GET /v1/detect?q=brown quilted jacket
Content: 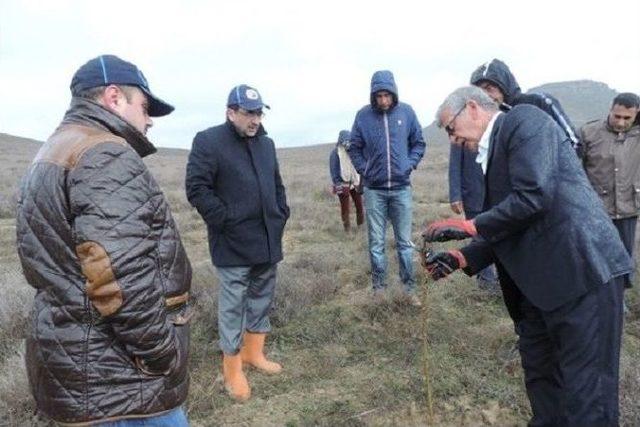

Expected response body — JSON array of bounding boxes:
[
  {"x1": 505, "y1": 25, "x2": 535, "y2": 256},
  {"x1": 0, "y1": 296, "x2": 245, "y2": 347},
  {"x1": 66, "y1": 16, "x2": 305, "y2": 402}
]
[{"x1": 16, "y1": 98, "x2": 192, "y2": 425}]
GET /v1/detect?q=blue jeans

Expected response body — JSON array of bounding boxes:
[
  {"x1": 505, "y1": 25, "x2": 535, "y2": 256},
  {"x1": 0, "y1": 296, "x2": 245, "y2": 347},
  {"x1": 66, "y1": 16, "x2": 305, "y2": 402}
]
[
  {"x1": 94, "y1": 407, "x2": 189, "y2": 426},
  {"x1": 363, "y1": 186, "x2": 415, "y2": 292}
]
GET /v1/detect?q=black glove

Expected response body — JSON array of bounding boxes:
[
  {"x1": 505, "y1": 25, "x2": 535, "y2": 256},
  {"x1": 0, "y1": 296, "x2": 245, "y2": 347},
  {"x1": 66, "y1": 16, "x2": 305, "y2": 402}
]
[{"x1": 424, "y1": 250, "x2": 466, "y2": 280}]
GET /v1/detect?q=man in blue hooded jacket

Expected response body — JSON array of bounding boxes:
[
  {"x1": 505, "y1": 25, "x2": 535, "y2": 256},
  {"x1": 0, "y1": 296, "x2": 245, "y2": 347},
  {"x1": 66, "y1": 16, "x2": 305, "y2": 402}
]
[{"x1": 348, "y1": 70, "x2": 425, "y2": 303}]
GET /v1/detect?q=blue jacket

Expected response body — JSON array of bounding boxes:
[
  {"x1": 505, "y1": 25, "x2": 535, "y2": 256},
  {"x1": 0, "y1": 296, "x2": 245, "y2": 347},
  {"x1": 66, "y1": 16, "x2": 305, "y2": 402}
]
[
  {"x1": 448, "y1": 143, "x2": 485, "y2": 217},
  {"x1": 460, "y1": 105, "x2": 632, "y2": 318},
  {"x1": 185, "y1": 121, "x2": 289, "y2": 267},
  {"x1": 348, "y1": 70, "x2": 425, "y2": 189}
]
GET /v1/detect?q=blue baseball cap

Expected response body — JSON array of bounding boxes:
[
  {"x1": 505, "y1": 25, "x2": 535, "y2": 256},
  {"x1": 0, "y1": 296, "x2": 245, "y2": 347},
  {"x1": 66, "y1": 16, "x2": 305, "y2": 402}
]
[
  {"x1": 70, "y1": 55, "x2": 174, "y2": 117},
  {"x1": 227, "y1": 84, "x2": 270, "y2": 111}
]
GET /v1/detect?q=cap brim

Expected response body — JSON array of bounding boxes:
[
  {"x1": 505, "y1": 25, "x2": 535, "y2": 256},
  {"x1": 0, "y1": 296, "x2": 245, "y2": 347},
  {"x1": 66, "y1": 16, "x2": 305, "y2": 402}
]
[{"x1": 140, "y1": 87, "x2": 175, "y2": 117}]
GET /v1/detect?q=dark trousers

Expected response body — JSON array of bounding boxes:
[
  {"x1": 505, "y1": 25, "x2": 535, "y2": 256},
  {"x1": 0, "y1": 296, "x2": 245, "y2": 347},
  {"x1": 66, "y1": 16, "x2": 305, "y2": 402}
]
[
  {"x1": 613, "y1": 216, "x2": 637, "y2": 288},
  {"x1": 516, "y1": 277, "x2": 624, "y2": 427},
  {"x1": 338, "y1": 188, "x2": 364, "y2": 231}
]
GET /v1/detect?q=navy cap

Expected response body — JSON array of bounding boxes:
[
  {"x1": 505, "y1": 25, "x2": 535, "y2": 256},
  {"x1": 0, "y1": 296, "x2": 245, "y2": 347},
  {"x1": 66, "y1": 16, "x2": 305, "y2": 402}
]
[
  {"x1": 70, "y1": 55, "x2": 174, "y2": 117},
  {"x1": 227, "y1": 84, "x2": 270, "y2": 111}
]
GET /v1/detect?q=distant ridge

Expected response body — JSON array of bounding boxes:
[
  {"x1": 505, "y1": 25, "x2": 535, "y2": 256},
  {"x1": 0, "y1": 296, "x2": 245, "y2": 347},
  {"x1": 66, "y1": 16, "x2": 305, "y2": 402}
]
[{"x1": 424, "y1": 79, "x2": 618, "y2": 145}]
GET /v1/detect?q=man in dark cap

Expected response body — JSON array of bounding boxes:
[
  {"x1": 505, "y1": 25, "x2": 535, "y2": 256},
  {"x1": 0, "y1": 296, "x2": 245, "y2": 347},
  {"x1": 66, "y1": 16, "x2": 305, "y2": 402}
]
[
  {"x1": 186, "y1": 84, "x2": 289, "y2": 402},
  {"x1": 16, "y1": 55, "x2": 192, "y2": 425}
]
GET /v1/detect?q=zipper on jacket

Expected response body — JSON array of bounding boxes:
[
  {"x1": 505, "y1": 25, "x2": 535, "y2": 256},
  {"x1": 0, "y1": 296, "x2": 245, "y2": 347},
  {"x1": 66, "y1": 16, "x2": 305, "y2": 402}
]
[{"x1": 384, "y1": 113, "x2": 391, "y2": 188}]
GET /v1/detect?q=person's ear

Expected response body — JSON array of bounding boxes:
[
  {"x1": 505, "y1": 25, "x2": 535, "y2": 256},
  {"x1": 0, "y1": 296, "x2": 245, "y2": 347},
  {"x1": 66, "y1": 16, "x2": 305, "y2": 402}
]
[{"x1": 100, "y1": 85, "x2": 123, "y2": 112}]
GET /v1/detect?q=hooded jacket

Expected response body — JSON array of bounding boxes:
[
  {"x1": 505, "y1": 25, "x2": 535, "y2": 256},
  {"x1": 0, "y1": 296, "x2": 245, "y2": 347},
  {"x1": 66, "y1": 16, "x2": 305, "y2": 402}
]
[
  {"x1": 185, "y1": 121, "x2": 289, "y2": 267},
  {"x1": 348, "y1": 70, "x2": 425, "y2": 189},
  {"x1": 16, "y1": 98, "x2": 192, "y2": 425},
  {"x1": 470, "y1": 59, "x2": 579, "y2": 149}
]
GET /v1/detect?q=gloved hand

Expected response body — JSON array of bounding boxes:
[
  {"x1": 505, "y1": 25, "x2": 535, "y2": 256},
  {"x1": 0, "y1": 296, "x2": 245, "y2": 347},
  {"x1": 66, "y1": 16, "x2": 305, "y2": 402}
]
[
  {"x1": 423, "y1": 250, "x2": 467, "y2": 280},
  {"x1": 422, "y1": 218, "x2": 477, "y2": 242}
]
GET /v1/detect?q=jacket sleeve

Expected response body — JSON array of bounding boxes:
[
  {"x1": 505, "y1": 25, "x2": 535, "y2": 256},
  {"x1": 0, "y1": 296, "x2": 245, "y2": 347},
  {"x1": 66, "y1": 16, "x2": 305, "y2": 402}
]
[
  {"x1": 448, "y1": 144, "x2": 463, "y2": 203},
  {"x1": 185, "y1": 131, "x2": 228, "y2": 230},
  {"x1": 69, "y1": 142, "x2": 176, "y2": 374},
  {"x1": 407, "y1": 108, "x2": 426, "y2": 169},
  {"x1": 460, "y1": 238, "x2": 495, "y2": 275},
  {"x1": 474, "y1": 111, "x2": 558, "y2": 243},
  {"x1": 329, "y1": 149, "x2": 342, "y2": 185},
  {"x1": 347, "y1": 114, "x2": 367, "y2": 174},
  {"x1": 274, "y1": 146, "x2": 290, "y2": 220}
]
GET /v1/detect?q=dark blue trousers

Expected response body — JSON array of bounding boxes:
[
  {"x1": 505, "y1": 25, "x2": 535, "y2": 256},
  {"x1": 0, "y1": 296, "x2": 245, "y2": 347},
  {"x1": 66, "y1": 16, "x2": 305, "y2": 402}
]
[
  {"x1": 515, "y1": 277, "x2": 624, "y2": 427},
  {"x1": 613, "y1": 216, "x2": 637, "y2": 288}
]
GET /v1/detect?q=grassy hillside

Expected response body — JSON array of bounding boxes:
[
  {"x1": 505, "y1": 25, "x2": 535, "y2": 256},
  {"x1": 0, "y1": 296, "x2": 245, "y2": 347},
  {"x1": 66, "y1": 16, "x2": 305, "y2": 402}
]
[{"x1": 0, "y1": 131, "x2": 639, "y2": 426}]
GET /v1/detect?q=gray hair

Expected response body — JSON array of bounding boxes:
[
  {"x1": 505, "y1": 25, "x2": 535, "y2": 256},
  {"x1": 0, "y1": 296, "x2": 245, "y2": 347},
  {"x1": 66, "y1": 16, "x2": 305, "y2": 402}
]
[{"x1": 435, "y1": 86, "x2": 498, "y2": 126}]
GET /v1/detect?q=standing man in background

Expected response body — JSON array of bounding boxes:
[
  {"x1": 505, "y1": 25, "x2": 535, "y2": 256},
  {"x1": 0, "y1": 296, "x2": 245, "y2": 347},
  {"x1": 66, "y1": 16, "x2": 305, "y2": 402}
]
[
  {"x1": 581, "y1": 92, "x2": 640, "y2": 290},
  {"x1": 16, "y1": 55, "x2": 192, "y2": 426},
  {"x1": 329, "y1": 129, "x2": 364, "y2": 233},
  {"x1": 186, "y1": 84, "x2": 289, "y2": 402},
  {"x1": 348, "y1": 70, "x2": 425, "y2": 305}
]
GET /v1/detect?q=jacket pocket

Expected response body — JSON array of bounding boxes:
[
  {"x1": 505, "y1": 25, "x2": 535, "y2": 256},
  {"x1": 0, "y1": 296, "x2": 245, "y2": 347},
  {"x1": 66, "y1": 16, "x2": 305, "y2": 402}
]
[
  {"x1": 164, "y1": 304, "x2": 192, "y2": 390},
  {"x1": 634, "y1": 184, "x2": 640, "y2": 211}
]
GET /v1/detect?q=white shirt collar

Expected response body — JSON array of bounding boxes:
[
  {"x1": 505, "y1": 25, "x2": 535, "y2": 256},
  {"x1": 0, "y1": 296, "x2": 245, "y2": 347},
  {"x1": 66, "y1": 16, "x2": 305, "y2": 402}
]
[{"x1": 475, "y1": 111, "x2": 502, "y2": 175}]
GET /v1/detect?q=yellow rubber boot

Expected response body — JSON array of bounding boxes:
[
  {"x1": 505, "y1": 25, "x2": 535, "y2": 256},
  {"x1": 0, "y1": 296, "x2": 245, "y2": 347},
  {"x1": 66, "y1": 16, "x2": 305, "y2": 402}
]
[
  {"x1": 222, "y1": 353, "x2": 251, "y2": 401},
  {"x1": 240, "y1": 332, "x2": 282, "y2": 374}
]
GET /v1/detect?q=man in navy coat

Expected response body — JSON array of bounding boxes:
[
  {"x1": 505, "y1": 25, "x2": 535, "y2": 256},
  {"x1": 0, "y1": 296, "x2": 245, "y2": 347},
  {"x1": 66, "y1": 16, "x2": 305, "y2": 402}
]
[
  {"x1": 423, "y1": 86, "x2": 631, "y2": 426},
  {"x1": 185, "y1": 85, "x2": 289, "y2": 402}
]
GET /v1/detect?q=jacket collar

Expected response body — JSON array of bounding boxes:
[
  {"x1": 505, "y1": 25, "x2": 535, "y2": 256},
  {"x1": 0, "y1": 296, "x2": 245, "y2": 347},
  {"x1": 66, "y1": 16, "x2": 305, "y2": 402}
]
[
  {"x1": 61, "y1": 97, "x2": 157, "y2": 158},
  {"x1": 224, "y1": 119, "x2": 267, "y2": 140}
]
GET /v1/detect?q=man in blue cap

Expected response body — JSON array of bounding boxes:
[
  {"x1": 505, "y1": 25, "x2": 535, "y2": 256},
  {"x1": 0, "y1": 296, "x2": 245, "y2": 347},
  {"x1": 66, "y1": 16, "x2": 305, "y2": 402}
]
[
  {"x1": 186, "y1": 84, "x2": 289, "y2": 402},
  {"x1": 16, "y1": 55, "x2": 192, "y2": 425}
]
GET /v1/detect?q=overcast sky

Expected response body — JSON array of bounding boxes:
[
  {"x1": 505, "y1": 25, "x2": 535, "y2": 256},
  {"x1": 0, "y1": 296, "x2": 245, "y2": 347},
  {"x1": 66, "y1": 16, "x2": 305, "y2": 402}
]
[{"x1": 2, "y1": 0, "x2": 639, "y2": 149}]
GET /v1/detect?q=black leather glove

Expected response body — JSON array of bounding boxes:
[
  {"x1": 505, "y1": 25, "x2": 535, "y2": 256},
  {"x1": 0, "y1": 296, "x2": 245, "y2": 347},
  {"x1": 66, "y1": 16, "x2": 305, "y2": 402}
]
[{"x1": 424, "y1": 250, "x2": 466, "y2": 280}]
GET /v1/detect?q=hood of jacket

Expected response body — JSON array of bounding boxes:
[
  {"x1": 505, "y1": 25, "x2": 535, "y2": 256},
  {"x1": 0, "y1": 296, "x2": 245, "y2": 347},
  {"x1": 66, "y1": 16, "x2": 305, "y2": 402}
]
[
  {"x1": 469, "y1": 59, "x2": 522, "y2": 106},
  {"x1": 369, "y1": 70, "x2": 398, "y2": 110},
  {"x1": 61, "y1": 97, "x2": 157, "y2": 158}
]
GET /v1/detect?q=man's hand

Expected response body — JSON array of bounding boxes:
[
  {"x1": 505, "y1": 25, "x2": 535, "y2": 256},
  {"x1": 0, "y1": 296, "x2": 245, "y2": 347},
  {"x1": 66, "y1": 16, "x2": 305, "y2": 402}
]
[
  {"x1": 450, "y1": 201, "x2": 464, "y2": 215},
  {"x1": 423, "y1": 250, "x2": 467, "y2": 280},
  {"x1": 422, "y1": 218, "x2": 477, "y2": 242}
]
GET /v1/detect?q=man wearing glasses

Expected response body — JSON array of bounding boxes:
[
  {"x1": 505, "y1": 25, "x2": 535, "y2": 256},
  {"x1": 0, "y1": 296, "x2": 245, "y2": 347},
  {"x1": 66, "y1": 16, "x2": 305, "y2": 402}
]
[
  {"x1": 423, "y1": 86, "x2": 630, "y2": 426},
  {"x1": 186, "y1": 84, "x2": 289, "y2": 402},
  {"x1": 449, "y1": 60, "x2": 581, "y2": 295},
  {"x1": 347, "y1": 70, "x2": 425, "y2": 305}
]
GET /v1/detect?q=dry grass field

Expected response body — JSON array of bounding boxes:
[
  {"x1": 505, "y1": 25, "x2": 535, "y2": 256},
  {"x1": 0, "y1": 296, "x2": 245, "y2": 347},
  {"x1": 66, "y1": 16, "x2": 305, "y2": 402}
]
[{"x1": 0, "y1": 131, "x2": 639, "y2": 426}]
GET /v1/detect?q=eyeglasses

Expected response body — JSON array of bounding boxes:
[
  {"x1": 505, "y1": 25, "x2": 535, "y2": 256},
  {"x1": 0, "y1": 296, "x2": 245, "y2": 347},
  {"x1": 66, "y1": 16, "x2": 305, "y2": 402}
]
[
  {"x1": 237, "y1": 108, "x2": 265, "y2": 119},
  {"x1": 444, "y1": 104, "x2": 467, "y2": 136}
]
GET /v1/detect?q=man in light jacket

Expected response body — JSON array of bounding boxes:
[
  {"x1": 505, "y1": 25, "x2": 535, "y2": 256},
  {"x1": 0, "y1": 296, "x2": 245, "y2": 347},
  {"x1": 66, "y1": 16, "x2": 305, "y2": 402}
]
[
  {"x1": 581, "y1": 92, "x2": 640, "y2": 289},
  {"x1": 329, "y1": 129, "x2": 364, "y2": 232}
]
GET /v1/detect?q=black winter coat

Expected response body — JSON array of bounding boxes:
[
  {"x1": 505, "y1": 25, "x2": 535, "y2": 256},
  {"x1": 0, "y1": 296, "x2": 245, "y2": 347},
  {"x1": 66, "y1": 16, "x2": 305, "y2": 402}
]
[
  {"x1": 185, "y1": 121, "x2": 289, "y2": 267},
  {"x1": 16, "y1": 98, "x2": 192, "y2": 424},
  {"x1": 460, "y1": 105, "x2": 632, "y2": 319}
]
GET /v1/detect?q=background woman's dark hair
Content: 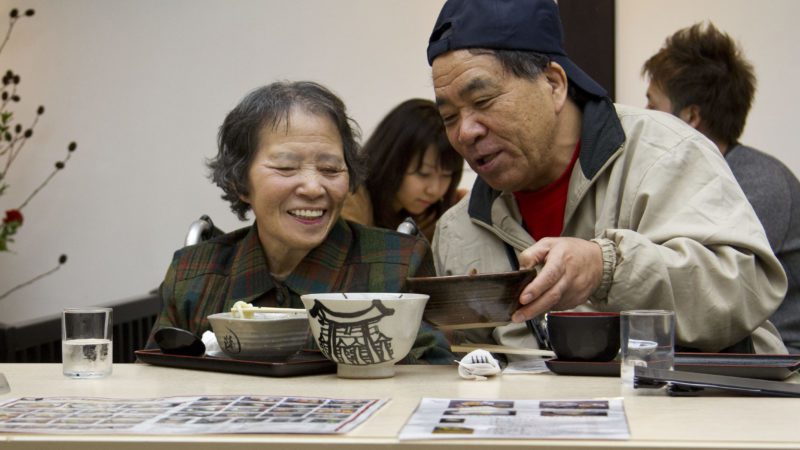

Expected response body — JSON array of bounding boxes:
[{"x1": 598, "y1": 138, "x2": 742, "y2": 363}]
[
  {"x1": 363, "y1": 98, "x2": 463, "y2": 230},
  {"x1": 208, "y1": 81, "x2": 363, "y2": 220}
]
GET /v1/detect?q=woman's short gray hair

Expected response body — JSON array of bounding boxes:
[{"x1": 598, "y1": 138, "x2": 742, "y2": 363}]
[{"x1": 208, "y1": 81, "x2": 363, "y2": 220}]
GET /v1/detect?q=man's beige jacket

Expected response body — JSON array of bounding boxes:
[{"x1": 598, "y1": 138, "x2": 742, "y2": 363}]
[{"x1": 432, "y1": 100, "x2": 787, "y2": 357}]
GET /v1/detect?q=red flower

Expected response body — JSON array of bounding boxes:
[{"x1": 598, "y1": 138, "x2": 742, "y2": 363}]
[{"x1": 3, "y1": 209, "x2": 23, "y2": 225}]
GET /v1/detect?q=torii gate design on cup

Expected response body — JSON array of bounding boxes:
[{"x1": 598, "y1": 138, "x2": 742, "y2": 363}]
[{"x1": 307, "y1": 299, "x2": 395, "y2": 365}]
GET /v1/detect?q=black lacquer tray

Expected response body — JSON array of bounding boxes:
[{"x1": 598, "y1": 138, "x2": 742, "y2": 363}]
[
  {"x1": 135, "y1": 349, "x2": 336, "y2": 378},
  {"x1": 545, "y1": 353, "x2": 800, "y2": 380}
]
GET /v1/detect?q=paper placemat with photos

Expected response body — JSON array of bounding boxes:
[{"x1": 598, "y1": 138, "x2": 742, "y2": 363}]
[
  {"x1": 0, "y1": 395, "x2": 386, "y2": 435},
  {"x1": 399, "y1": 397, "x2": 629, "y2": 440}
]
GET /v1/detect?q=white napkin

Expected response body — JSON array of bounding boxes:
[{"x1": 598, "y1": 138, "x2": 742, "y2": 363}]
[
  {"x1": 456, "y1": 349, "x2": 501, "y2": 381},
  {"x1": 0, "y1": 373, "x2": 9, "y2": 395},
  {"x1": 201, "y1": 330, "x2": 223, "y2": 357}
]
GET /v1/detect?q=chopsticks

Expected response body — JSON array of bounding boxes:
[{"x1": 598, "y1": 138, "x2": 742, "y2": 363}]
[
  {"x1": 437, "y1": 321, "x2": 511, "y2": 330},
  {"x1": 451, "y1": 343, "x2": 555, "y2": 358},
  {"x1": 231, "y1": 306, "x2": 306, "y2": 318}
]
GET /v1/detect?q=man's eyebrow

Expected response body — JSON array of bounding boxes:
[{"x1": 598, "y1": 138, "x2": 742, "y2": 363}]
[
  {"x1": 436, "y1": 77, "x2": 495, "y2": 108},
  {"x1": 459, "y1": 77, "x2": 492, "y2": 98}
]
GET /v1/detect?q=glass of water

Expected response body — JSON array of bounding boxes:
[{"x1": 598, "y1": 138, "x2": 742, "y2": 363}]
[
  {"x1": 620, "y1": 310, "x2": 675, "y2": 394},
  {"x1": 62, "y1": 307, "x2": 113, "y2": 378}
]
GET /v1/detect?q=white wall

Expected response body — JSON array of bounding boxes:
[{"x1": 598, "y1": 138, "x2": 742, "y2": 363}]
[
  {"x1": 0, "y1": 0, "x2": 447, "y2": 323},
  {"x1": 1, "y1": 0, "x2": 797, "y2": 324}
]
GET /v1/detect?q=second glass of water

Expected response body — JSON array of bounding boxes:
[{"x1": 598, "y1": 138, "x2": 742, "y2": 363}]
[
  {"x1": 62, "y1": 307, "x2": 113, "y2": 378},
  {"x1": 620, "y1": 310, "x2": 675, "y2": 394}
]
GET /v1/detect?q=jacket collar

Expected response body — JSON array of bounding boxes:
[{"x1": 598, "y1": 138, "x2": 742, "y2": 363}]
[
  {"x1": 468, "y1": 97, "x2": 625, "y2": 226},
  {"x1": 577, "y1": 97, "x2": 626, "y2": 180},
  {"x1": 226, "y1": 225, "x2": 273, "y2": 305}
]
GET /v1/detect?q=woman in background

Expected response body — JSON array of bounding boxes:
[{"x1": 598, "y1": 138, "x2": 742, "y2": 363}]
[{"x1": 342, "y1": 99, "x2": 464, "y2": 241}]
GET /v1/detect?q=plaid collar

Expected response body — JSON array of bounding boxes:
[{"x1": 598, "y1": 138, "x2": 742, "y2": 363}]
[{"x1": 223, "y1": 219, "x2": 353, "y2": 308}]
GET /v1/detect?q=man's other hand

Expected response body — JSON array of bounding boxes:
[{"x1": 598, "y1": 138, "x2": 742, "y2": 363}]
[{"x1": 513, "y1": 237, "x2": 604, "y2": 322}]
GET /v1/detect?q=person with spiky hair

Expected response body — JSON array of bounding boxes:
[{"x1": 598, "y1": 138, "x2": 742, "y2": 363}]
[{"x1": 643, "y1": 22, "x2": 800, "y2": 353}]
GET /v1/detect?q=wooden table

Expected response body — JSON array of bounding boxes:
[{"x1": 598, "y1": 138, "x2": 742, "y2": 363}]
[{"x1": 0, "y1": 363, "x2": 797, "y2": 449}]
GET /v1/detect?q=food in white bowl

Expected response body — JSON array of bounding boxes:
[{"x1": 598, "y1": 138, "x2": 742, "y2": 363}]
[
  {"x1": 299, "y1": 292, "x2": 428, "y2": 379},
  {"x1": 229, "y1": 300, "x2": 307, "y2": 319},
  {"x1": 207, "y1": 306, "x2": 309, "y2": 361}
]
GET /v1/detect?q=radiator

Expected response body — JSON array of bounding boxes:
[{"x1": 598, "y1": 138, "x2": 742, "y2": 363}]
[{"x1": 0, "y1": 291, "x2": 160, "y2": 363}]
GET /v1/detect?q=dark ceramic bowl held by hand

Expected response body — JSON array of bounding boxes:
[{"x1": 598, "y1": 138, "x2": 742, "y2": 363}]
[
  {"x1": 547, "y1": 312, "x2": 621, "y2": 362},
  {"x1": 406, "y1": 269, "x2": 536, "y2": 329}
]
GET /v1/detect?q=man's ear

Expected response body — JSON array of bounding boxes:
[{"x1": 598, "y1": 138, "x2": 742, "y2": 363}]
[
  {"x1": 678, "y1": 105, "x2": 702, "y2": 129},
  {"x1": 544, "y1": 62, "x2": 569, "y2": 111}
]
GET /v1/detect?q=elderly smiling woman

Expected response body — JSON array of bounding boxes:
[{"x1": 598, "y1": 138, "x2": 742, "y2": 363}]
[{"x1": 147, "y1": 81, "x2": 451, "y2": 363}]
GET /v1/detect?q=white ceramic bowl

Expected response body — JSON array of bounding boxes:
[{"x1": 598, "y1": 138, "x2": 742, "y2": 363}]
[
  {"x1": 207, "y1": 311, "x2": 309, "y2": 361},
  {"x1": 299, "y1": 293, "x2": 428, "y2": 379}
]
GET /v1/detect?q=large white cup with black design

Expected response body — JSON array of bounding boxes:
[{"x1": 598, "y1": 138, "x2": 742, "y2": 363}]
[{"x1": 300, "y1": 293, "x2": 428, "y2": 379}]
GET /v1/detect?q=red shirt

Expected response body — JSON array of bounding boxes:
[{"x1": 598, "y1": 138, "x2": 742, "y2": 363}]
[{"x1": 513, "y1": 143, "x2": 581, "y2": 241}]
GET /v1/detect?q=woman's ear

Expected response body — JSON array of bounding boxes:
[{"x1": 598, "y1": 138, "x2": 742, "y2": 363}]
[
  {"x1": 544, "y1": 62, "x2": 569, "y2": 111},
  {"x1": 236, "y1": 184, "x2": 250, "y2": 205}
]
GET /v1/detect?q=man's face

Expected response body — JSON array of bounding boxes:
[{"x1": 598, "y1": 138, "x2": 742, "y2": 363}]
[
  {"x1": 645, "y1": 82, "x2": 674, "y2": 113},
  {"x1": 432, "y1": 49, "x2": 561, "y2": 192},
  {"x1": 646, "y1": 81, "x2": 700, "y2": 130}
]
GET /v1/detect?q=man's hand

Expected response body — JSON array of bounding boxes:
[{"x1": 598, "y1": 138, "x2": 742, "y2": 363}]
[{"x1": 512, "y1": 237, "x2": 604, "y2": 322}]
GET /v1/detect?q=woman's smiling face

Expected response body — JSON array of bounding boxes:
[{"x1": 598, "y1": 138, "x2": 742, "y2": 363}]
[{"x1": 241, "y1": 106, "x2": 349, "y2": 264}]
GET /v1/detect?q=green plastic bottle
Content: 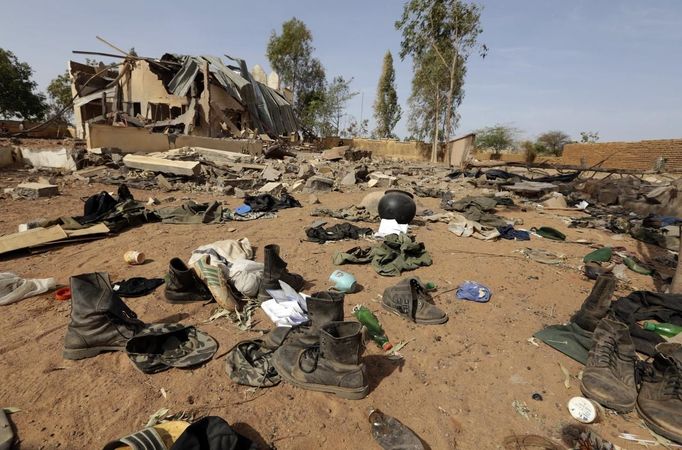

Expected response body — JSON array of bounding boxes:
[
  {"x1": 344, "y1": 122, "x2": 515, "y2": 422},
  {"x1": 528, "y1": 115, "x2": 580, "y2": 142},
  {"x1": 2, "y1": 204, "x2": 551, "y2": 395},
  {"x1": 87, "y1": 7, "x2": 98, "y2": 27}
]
───
▶ _To do_:
The word to find is "collar". Copy every line of the records that holds it.

▶ _Exercise answer_:
GET /v1/detect?q=white shirt collar
GET /v1/detect?q=jacket collar
GET /v1/detect?q=jacket collar
GET /v1/detect?q=plaid collar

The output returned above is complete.